Task objective
Rescale the data from the line containing "For each instance of the road curb, place" through the last line, including both ends. Repeat every line in that range, requests too, but multiply each point coordinate in the answers by 0.55 and round it to a whole number, with halves rounding up.

Supplied records
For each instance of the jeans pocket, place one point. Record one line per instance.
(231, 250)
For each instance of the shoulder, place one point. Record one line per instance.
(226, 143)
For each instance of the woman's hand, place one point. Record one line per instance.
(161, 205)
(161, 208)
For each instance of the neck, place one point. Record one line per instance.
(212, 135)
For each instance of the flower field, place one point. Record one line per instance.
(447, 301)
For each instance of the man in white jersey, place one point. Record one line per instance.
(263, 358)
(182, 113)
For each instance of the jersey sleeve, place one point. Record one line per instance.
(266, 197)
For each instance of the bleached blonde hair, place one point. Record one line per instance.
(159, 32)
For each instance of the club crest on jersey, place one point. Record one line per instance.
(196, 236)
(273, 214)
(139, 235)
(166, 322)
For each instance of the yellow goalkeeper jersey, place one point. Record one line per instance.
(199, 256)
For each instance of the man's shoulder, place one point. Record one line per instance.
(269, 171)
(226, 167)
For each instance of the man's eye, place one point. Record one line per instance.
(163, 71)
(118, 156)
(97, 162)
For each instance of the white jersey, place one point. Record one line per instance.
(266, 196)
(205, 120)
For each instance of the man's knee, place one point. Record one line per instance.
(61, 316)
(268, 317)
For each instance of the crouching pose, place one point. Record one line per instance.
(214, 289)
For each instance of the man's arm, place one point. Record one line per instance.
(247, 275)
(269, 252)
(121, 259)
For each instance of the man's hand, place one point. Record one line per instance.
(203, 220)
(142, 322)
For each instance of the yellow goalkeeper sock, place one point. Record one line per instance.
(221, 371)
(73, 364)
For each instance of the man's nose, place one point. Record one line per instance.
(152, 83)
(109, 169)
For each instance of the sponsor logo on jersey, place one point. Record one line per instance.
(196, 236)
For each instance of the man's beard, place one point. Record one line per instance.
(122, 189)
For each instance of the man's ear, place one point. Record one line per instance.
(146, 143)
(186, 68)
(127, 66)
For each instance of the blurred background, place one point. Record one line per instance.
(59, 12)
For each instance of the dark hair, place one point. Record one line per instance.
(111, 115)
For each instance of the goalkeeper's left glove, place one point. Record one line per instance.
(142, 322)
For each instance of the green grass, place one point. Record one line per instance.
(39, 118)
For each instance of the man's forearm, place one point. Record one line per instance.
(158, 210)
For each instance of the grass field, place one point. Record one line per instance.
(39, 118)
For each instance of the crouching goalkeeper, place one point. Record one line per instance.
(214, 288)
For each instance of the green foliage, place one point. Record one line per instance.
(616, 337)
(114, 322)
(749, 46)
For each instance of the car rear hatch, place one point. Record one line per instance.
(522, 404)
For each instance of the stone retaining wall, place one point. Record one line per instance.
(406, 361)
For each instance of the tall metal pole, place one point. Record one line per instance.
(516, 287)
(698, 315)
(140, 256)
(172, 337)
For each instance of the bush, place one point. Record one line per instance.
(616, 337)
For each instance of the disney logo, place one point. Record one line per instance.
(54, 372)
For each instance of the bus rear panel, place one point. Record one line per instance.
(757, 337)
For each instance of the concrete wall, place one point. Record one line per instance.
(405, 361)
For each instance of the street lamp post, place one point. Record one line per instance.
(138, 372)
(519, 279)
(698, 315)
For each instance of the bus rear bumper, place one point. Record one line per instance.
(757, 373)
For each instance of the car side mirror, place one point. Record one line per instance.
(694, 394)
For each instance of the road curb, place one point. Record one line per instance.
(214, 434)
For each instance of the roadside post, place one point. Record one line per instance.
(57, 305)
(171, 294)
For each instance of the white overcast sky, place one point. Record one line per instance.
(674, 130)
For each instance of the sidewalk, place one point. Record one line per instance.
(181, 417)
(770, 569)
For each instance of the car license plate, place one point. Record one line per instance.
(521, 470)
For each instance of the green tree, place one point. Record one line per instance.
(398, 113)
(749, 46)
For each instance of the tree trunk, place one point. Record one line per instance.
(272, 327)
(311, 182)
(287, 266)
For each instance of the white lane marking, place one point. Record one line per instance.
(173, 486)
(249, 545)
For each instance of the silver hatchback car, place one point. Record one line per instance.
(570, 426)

Result of the task
For each instance of the road curb, place one point. Record one line per instance.
(118, 239)
For each instance of the roadside post, place one point. Record one line per instance.
(31, 168)
(94, 162)
For each instance of the white overcast sky, place one point. Record one line per instance.
(371, 72)
For each instance of the sidewalk, place one point. Record one line per instance.
(100, 229)
(424, 313)
For each instance of the car license plate, place one point. Record one line per instance.
(287, 259)
For each instance of the green tree, place one point. Record one line per instance.
(219, 62)
(412, 25)
For each instance of the tree trunk, place one point. Record one line per instance.
(150, 180)
(171, 100)
(158, 146)
For each instance of the white lane marking, place one point. Record one line per instance.
(95, 267)
(137, 300)
For each instance of the silver hatchback car, place one point. Record one line per instance.
(314, 234)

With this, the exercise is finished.